Written instruction: Write out, unchanged, the lines from the one holding "Exercise. Mark the small" to the close of the listing. Both the first and last lines belong in it.

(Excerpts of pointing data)
★ ★ ★ ★

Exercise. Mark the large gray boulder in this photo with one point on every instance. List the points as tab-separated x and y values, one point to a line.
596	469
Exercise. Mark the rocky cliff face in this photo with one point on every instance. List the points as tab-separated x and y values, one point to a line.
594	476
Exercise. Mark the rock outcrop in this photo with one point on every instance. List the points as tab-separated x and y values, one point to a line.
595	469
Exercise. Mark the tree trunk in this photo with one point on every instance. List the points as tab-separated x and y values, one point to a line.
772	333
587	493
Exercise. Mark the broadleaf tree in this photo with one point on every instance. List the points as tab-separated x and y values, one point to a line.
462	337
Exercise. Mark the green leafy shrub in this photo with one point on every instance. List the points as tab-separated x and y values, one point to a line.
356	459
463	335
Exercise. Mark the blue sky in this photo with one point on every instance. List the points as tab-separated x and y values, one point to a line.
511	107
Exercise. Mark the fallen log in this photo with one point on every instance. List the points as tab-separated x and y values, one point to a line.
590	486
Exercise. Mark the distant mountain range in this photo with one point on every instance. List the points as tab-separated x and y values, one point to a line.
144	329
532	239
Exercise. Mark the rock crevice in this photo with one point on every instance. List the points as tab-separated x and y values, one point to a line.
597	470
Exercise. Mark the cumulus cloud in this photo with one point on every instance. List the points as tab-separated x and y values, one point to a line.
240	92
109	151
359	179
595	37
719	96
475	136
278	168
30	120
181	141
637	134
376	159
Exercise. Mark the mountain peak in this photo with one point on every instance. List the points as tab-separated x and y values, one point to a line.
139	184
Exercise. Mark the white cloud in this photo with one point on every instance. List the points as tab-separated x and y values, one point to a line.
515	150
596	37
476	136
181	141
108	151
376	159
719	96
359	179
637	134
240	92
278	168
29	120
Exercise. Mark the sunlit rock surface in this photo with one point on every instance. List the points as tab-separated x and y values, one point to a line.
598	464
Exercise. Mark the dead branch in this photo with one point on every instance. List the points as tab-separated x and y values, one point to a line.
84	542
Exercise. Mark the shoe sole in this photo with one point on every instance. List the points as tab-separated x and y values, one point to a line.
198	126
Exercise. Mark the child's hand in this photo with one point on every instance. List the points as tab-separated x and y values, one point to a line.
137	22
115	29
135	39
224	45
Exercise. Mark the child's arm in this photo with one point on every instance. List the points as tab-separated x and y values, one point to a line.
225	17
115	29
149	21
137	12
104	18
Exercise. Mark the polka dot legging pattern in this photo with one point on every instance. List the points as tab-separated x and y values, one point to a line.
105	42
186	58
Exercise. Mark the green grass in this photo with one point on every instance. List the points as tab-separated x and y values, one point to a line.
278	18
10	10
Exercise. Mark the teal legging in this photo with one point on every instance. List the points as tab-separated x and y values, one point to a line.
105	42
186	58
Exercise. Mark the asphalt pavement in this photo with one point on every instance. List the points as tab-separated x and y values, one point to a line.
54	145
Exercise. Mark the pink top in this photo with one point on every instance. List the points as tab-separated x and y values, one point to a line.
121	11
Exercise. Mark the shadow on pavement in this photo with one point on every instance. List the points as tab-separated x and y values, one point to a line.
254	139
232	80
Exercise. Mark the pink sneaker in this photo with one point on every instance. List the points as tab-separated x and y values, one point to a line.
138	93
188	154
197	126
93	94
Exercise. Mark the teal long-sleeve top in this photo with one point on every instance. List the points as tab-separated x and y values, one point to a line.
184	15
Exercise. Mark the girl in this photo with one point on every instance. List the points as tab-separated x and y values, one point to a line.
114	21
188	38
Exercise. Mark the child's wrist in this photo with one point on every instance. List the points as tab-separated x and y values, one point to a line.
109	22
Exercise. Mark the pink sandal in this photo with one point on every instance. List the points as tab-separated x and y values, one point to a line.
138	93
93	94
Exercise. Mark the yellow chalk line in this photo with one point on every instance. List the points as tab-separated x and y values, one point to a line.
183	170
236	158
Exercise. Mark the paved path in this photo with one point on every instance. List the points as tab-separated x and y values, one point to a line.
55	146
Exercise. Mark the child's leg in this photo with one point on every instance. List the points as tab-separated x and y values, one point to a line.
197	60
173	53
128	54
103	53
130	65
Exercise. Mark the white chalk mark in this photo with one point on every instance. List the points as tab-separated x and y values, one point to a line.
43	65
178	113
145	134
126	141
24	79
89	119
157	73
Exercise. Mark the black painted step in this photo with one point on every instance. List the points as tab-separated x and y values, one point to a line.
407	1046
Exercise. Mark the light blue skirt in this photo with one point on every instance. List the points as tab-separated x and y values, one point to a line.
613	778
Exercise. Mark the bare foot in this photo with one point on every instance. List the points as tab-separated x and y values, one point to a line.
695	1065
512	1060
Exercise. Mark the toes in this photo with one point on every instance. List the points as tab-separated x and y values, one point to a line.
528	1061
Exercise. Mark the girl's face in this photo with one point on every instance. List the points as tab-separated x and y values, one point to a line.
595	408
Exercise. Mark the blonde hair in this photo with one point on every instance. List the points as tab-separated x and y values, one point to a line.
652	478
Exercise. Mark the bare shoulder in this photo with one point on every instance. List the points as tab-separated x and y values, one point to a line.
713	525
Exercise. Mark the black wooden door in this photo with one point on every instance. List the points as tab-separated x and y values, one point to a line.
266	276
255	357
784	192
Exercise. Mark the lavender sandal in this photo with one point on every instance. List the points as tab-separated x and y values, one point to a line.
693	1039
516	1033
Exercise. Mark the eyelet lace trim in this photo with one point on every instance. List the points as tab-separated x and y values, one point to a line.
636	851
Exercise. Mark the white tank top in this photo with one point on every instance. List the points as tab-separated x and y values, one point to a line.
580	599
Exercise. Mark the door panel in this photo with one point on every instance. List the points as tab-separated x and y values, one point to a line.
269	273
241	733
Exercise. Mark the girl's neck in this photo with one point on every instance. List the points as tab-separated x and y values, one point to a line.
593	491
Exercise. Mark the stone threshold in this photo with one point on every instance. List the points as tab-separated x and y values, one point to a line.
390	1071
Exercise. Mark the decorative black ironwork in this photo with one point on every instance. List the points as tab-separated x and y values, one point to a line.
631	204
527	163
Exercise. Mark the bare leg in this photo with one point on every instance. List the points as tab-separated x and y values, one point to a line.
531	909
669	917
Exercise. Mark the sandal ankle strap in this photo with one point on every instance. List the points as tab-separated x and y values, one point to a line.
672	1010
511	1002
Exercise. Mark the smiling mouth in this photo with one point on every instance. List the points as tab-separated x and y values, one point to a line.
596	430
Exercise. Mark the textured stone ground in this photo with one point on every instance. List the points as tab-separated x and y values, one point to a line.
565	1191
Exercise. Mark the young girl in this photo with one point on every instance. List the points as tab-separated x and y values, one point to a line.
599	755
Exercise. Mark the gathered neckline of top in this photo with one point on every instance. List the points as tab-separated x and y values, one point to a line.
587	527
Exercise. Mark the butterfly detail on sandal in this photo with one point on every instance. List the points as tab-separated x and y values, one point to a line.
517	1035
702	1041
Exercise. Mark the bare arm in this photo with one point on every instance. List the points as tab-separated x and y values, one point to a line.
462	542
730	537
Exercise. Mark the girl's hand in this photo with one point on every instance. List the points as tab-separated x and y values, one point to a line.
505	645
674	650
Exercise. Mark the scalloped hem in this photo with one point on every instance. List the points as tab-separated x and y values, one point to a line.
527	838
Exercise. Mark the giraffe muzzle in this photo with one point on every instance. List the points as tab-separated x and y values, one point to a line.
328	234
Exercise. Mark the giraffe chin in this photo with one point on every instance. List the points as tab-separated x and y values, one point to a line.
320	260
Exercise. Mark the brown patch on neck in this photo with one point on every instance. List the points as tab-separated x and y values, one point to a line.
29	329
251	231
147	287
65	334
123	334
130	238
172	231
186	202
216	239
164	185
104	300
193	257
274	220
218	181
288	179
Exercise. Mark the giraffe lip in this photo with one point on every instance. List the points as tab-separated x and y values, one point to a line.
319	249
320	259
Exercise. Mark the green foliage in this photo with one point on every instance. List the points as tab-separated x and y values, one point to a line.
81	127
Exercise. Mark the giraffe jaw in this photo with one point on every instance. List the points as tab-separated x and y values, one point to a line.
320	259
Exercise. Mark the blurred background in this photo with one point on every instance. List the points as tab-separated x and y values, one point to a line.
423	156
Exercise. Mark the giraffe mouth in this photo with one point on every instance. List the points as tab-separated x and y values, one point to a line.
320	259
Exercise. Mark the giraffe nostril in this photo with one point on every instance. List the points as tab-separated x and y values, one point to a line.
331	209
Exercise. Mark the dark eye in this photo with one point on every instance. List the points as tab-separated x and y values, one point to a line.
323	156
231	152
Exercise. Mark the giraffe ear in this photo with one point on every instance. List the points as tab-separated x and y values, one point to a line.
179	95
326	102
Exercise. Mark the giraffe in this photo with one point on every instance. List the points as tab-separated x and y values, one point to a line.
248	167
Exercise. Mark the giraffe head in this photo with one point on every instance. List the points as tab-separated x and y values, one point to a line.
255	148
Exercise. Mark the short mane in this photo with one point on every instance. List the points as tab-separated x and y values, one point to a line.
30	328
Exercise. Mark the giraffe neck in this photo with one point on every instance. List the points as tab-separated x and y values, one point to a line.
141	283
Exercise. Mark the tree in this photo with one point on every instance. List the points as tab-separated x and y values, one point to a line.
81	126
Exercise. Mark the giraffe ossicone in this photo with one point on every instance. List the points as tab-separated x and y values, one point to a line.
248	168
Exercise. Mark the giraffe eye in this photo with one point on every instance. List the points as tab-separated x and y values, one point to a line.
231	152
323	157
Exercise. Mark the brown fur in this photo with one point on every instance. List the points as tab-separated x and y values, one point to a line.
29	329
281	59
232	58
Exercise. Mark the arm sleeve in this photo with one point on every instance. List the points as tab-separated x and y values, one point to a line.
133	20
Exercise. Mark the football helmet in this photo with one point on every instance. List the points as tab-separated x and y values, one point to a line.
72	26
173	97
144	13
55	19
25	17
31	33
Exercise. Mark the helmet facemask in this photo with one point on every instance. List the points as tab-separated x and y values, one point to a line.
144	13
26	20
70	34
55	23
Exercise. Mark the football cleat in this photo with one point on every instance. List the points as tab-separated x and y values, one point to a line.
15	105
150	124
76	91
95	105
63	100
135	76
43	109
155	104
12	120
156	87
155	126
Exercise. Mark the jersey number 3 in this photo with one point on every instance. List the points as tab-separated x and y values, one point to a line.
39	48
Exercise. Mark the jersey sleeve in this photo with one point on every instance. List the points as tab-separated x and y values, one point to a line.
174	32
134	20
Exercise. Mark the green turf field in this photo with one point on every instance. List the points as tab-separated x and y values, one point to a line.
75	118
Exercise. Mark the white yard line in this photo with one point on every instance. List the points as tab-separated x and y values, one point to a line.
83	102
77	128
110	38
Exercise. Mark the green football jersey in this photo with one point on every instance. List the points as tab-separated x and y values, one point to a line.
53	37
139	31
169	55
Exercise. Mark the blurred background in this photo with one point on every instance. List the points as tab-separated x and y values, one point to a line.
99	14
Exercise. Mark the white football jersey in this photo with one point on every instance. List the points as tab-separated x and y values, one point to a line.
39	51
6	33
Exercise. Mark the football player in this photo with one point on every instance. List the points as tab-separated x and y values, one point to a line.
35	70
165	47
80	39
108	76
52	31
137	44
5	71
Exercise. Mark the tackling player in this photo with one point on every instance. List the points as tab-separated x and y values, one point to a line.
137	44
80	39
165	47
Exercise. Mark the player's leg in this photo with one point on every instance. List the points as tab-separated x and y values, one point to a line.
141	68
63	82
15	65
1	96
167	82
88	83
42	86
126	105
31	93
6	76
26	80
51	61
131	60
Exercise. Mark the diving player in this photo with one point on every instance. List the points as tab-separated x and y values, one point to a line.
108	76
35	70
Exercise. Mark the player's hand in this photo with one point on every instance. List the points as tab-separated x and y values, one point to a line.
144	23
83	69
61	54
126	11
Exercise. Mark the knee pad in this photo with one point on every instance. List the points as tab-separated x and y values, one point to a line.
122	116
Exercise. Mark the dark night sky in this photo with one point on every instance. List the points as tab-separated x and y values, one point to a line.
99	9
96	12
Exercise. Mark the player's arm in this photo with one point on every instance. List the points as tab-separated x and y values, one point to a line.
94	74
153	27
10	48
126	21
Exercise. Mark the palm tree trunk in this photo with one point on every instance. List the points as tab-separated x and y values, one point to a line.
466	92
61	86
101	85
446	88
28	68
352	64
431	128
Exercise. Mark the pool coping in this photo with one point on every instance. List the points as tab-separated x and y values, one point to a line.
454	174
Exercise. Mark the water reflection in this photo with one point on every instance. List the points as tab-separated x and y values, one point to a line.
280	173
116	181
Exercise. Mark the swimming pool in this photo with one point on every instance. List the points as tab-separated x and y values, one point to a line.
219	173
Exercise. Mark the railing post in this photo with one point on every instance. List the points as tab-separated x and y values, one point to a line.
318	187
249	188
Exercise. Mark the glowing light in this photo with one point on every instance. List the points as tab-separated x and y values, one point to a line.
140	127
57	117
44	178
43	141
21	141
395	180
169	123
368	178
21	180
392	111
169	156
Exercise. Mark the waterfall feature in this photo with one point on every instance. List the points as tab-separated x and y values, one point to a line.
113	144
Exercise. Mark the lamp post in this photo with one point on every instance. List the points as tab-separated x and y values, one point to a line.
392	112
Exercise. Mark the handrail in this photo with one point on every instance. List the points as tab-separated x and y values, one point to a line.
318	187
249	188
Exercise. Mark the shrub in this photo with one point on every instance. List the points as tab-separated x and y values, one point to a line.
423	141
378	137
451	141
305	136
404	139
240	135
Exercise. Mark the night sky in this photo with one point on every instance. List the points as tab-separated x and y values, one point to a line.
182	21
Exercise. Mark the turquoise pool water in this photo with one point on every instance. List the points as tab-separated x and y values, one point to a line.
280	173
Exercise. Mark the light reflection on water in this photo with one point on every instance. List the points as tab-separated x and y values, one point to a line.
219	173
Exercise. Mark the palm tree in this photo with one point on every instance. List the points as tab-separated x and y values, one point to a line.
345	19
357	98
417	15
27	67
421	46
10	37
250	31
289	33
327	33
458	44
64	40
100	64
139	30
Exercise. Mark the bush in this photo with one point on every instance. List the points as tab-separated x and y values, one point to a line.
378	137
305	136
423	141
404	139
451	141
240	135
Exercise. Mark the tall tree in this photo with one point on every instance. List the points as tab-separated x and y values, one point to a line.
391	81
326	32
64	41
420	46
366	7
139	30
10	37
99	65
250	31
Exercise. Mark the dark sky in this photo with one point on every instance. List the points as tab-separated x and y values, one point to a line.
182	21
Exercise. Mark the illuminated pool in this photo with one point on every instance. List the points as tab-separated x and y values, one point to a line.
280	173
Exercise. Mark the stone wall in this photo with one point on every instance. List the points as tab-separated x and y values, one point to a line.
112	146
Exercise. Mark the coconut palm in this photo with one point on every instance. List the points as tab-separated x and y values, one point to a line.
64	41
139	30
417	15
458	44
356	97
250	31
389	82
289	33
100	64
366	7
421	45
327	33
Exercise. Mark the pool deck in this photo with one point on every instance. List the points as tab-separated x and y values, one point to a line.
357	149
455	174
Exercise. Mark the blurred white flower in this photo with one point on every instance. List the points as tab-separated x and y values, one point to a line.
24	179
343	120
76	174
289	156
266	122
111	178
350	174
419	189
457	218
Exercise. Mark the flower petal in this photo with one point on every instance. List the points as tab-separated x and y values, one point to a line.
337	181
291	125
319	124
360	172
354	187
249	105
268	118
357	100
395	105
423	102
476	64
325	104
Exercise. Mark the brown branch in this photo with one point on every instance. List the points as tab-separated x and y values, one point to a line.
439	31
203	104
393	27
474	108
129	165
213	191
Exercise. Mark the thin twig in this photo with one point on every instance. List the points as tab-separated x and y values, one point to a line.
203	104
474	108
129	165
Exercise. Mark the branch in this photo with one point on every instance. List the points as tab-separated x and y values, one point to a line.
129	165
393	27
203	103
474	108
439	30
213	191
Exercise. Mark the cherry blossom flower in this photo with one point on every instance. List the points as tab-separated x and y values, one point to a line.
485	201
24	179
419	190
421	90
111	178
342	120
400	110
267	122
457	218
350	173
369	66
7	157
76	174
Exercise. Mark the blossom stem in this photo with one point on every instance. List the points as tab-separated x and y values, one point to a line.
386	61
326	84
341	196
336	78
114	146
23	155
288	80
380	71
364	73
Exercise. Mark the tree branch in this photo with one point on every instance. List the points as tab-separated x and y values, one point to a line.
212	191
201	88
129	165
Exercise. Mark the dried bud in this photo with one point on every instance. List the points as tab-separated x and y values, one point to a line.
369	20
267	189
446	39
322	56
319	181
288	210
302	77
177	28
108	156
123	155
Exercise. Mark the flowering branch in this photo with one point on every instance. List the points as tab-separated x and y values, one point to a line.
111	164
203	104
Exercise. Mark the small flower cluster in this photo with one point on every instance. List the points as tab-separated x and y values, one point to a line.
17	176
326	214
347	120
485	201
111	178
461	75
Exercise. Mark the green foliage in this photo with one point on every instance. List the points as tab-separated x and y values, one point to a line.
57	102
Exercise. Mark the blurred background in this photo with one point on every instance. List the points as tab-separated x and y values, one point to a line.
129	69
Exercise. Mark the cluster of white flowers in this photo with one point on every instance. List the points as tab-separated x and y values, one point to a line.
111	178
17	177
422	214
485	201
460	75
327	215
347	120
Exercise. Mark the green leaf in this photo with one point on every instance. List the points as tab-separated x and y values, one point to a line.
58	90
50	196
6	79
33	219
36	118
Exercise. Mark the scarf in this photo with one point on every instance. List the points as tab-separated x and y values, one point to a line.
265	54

★ ★ ★ ★

The answer:
Exercise. Mark the small flower cluster in this photo with one point on every instance. List the points as tab-separated x and y values, one point to a line.
17	176
326	214
347	120
485	201
111	178
461	75
Exercise. Mark the green foliage in this photo with one point on every instance. List the points as tab-separated x and y values, one point to a line.
57	102
Exercise. Mark the blurred background in this photo with one point on every instance. List the points as tab-separated x and y values, one point to a line.
129	69
Exercise. Mark the cluster of white flowers in this photo with one point on every instance. List the points as tab-separated x and y values, one point to a line.
111	178
17	177
422	214
485	201
460	75
327	215
347	120
Exercise. Mark the green leaf in this photo with one point on every instance. List the points as tab-separated x and y values, one point to a line.
58	90
50	196
6	79
33	219
36	118
Exercise. Mark the scarf in this photo with one point on every instance. List the points as tab-separated x and y values, one point to a line.
265	54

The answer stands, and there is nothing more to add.